> **Directive**
Can you write the next part of the fantasy football matchup preview, continuing on from its last sentence?

Darren Waller will be the clear-cut option in this game that has a chance to out-pace its current 55.5 game total, but the rest of the passing game options aren’t quite as sexy. Nelson Agholor is the most obvious second choice, as he’s been averaging double-digit half-PPR points over the last six games (10.8), but he’s done so with two of those games netting him under 2.0 points. Gross. Yet, the gap of usage between Agholor (4.8 targets per game over the last six) and the next in line (Hunter Renfrow, 3.0 targets) is a wide berth. Instead of the thoroughly unexciting Renfrow, I would rather just take a stab at woefully unproductive rookie Henry Ruggs. Ruggs still incredibly leads the team in Air Yards per game (60) and is liable to have a second-half coming out party at some point. He certainly makes for a cringy redraft play, but why not put him in some DFS lineups?

Colts vs. Titans

Indianapolis’ run-blocking metrics remain in the bottom-third in the league across the board, but —much more importantly— is among the best pass protecting units, sliding in at sixth in Football Outsiders’ Adjusted Sack Rate while allowing a league-low 10 sacks. For those unfamiliar with ASR, it represents sacks divided by pass plays and adds adjustments for opponent quality, as well as down and distance. Being a better pass pro unit is much more important for fantasy football, where pass plays are considerably more valuable to our fantasy teams’ player output.

This week the mighty pass-blocking unit will take on a Titans team that puts pressure on the quarterback on a lowly 30.8% of their snaps, ranking 28th in the league. Part of this can be blamed on a very toast-able secondary that allows the separation needed for a QB to get the ball out quickly. As mentioned in the Week 12 QB Streaming article, Chris Allen earmarks Philip Rivers as his number one streaming option of the week, mentioning the Titans’ recent string of high passing yardage allowed and Rivers' own recent success against them (308 yards, one touchdown, 74% completion percentage in Week 10) as the baseline.

Rookie Michael Pittman Jr. moves all over the field but will see a majority of snaps lined up across former Pro Bowl cornerback Malcolm Butler, who has been targeted more than any cornerback in the league this year (69) according to Sports Info Solutions. If Philip Rivers and the Colts decide to go down the path that the rest of the league have taken when playing the Titans, it could be a continuation of a very successful string of games for the rookie from USC. Securing an 80%+ snap rate over the last three Colts games, Pittman has also easily been the most productive wide receiver on the team, scoring 12.5 Half-PPR points per game over that three-game span while Zach Pascal (6.7), T.Y. Hilton (5.6, Weeks 10 and 11), and De’Michael Harris (4.2) wallow in fantasy irrelevance.

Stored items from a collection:
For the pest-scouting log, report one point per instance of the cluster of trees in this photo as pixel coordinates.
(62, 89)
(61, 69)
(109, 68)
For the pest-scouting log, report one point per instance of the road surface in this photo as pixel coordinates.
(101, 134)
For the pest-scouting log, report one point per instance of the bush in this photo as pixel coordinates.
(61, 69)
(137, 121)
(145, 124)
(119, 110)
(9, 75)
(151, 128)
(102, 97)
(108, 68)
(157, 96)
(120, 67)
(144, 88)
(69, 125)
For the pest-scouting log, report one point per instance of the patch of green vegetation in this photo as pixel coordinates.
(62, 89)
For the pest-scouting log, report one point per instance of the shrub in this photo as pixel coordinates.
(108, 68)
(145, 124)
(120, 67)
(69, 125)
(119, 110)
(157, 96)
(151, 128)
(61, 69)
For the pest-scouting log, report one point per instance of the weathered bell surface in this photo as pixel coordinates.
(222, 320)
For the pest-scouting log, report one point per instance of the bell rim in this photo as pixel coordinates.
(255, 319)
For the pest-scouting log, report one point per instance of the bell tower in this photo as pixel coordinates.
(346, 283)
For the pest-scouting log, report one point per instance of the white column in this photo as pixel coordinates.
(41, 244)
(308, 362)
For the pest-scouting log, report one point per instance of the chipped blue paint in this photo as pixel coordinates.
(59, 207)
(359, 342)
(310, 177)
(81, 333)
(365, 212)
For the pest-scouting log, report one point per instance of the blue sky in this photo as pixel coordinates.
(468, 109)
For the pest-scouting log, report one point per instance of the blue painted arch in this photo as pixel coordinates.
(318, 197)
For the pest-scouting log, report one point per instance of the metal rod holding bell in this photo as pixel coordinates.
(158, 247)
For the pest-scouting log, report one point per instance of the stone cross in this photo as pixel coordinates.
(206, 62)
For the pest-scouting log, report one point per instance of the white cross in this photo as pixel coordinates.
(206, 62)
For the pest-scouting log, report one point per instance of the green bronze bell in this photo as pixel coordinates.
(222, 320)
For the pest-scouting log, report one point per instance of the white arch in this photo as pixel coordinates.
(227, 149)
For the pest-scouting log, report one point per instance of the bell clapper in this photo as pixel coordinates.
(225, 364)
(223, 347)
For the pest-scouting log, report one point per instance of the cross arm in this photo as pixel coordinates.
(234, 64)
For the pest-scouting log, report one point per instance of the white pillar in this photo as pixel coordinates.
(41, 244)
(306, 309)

> **Response to this exercise**
Patriots vs. Cardinals

Out of 73 qualifying guards, left guard Joe Thuney ranks sixth in blown block% in the passing game (0.37%). Blown Blocks is a stat that Sports Info Solutions uses to measure any time a blocker does not successfully block the defender they attempted to engage with and, as a result, allows the defender to negatively affect the play. With only one blown block on the season and an easy matchup against a weak interior Arizona defensive line, Thuney is likely to open up holes on the left side of the line for Cam Newton to accumulate yardage with his feet and force the defense to respect his wheels (if they didn’t already). A rushing floor will be in place to make Newton a fantasy starter this week, but what about his pass-catchers?

Sadly, Rex Burkhead is done for the season —a recurring theme— but that did immediately open the door for James White to tie a season-high with nine targets and a modest five carries. Any carries we see from White should come as a bonus, as his fantasy value lies somewhere in between a mediocre-floor and low-ceiling flex option. The more exciting options come from Jakobi Meyers’ and Damiere Byrd’s unselfish give-and-take game they’re currently playing amongst themselves. After Meyers’ four-game stretch of 27 receptions for 346 yards between Weeks 7-10, Byrd decided he wanted in on the fun and turned six targets into a career-high 132 yards and a touchdown last week.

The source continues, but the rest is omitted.